Region labeling records:
_ _ _

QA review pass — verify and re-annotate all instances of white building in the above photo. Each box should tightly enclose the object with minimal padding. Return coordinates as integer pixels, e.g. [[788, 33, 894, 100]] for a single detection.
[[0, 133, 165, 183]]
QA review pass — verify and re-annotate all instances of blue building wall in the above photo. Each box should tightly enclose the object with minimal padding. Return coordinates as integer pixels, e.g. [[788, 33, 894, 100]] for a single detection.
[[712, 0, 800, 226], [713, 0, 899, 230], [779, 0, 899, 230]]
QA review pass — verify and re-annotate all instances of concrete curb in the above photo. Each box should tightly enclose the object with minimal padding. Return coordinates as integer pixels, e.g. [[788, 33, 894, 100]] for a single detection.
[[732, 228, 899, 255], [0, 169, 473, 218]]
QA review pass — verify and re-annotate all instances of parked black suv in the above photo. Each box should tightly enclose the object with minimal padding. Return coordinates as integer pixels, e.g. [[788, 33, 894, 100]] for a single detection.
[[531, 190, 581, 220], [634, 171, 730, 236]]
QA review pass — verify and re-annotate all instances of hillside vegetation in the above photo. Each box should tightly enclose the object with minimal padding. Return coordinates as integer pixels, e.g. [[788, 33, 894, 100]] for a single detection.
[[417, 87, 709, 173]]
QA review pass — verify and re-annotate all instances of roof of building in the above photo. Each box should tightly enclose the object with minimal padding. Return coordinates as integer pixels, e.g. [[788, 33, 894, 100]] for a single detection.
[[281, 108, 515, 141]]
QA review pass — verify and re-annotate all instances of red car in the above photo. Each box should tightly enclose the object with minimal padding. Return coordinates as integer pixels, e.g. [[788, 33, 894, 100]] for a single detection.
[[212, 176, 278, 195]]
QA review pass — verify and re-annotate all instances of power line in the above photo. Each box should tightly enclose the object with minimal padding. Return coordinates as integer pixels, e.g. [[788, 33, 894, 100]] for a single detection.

_ _ _

▶ _Written exercise_: Pick out each line of the records above that contains the word "wall" and copy those lines.

▶ _Solution for this exercise_:
QA review pass — verify and re-annotate all instances of blue building wall in the above photo. Each box should tightly enclose the object with minimal padding. Return coordinates as integer pixels, e.g. [[788, 33, 894, 100]] for a single detection.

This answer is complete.